WORK ITEM =>
Set the entries below down again, please. Match them exactly.

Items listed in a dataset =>
□ □ □ □ □
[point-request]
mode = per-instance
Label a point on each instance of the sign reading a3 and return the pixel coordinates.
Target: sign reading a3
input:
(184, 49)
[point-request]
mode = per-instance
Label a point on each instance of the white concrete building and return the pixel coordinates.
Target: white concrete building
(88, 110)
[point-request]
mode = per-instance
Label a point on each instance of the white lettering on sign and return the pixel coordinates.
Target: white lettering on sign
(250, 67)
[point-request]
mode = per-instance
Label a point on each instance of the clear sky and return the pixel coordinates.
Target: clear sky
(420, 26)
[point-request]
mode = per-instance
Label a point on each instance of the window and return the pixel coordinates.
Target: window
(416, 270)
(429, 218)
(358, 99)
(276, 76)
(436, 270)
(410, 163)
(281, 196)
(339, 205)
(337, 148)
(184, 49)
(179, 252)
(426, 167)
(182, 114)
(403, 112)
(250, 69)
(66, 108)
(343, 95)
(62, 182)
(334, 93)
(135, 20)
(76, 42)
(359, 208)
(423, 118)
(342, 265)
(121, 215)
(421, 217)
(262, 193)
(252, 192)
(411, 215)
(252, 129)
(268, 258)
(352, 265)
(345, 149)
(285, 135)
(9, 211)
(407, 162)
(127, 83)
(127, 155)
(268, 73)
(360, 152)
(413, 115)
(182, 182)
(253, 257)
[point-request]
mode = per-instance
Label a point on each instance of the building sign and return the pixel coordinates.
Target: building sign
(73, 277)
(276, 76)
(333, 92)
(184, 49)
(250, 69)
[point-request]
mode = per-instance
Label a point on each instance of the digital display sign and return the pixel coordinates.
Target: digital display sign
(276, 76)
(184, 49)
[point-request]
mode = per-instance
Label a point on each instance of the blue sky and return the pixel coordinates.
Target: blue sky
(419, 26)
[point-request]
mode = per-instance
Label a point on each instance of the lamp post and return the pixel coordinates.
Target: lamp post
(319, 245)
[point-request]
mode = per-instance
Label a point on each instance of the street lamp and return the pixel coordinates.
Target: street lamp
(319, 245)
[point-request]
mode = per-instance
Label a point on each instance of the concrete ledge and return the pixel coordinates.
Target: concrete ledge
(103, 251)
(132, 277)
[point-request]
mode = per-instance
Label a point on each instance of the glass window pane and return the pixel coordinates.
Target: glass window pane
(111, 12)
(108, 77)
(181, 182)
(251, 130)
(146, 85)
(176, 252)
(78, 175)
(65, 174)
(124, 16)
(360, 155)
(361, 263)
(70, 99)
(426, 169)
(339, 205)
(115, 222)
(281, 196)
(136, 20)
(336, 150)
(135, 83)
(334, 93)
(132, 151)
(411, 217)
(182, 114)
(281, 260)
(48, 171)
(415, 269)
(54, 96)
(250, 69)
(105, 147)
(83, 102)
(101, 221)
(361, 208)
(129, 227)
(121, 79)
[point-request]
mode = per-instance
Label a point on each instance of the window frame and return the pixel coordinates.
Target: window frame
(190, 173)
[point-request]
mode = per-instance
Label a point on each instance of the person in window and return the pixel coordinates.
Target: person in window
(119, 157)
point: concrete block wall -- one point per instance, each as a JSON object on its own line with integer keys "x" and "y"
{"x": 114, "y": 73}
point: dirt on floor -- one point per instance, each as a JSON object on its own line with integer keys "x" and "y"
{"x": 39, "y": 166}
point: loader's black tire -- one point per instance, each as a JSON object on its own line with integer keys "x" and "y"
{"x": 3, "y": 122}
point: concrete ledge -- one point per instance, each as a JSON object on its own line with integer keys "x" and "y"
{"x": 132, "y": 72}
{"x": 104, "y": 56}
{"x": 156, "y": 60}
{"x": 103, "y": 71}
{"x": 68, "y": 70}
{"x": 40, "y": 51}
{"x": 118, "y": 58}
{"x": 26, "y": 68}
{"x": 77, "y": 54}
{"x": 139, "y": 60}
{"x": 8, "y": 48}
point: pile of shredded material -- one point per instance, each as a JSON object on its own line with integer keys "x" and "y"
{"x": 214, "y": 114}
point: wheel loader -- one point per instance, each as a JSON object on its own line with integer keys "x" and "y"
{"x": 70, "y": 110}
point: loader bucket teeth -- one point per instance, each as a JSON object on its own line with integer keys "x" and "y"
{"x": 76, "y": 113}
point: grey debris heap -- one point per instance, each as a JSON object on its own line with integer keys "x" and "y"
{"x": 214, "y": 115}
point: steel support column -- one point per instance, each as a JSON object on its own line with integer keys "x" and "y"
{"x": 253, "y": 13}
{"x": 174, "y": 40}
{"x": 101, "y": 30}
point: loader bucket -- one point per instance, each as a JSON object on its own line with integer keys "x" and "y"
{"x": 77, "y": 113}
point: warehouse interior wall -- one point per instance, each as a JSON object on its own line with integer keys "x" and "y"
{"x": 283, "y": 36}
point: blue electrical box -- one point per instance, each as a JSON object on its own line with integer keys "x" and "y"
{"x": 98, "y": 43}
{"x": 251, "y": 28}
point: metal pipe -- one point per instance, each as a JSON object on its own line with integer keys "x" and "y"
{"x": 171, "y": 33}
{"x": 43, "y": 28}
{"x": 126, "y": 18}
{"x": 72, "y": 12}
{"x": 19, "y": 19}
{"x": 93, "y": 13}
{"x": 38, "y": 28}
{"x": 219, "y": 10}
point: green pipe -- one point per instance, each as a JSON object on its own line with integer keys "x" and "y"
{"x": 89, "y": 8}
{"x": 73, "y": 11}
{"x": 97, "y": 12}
□ □ □ □ □
OUTPUT FOR THIS TASK =>
[point-request]
mode = per-instance
Label a point on each instance of the sign reading a3 and return the pixel coordinates.
Target: sign reading a3
input:
(184, 49)
[point-request]
mode = per-instance
Label a point on each instance of the white concrete building and return the pixel coordinates.
Target: white concrete building
(88, 110)
[point-request]
mode = per-instance
Label a point on each instance of the white lettering on sign and return the pixel coordinates.
Target: white lettering on sign
(250, 67)
[point-request]
mode = per-instance
Label a point on each instance of the clear sky and return the pixel coordinates.
Target: clear sky
(420, 26)
[point-request]
mode = per-instance
Label a point on each instance of the window and return the pixel coordinates.
Target: window
(416, 270)
(429, 218)
(358, 99)
(276, 76)
(436, 270)
(410, 163)
(281, 196)
(339, 205)
(337, 148)
(184, 49)
(179, 252)
(426, 167)
(182, 114)
(403, 112)
(250, 69)
(66, 108)
(343, 95)
(62, 182)
(334, 93)
(135, 20)
(76, 42)
(359, 208)
(423, 118)
(342, 265)
(121, 215)
(421, 217)
(262, 193)
(252, 192)
(411, 215)
(252, 129)
(268, 258)
(352, 265)
(345, 149)
(285, 135)
(9, 211)
(407, 162)
(127, 83)
(127, 155)
(268, 73)
(360, 152)
(413, 115)
(182, 182)
(253, 257)
[point-request]
mode = per-instance
Label a point on each instance of the building sign and return the pixel coordinates.
Target: building sign
(73, 277)
(276, 76)
(333, 92)
(184, 49)
(250, 69)
[point-request]
mode = per-instance
Label a point on each instance of the digital display sign and return the pixel coordinates.
Target: digital display sign
(276, 76)
(184, 49)
[point-request]
mode = per-instance
Label a point on each instance of the blue sky and return the pixel coordinates.
Target: blue sky
(419, 26)
[point-request]
mode = per-instance
Label a point on each instance of the lamp post and return the pixel coordinates.
Target: lamp post
(319, 245)
[point-request]
mode = per-instance
Label a point on each instance of the street lamp and return the pixel coordinates.
Target: street lamp
(319, 245)
[point-request]
mode = per-instance
Label a point on each instance of the concrete ledge and return the pixel coordinates.
Target: concrete ledge
(103, 251)
(132, 277)
[point-request]
mode = per-instance
Label a point on each instance of the glass window pane and return the pixel coordinates.
Target: glass window pane
(111, 12)
(108, 77)
(181, 182)
(251, 130)
(146, 85)
(176, 252)
(78, 175)
(65, 174)
(124, 16)
(360, 155)
(361, 263)
(70, 99)
(426, 169)
(339, 205)
(115, 222)
(281, 196)
(136, 20)
(336, 150)
(135, 83)
(334, 93)
(132, 151)
(411, 217)
(182, 114)
(281, 260)
(48, 171)
(415, 269)
(54, 96)
(250, 69)
(105, 147)
(83, 102)
(101, 221)
(361, 208)
(129, 227)
(121, 79)
[point-request]
mode = per-instance
Label a point on each instance of the window frame and return the pixel coordinates.
Target: window frame
(190, 173)
[point-request]
mode = per-instance
Label a point on each instance of the person in window and return the pixel coordinates.
Target: person in window
(119, 157)
point: concrete block wall -- one point per instance, each as a JSON object on its own line with integer keys "x" and "y"
{"x": 114, "y": 73}
point: dirt on floor -- one point per instance, each as a JSON object on its own line with integer keys "x" and "y"
{"x": 39, "y": 166}
point: loader's black tire -- one point per instance, each as a JSON object on its own line with integer keys "x" and "y"
{"x": 3, "y": 122}
point: concrete ledge -- one point per instance, each as a JSON object on its own line with integer keys "x" and "y"
{"x": 132, "y": 72}
{"x": 104, "y": 56}
{"x": 156, "y": 60}
{"x": 103, "y": 71}
{"x": 68, "y": 70}
{"x": 40, "y": 51}
{"x": 118, "y": 58}
{"x": 26, "y": 68}
{"x": 77, "y": 54}
{"x": 139, "y": 60}
{"x": 8, "y": 48}
point: pile of shredded material -- one point per instance, each as a JSON object on its own line with integer keys "x" and "y"
{"x": 214, "y": 114}
point: wheel loader -- one point per instance, each as a JSON object on its own line with integer keys "x" and "y"
{"x": 70, "y": 110}
point: loader bucket teeth -- one point per instance, each as a JSON object on its own line with integer keys "x" and "y"
{"x": 76, "y": 113}
point: grey debris heap -- one point per instance, each as a JSON object on its own line with integer keys "x" and "y"
{"x": 214, "y": 115}
point: steel support column -- one point per instance, each as a JSON object on its own line with integer keys "x" and "y"
{"x": 253, "y": 13}
{"x": 174, "y": 40}
{"x": 101, "y": 30}
point: loader bucket -- one point per instance, each as a JSON object on its own line with integer keys "x" and "y"
{"x": 77, "y": 113}
point: warehouse interior wall -- one point per instance, each as a JSON object on its own line with integer keys "x" and "y"
{"x": 283, "y": 36}
point: blue electrical box -- one point per instance, each as a JSON object on its own line with integer keys "x" and "y"
{"x": 98, "y": 43}
{"x": 251, "y": 28}
point: metal pipe -- one point per instance, each as a JSON object on its own line with integer keys "x" and "y"
{"x": 171, "y": 33}
{"x": 43, "y": 28}
{"x": 126, "y": 18}
{"x": 72, "y": 12}
{"x": 19, "y": 19}
{"x": 93, "y": 13}
{"x": 38, "y": 28}
{"x": 219, "y": 10}
point: green pipe -- one point per instance, each as a JSON object on its own line with integer keys "x" and "y"
{"x": 89, "y": 8}
{"x": 73, "y": 11}
{"x": 97, "y": 12}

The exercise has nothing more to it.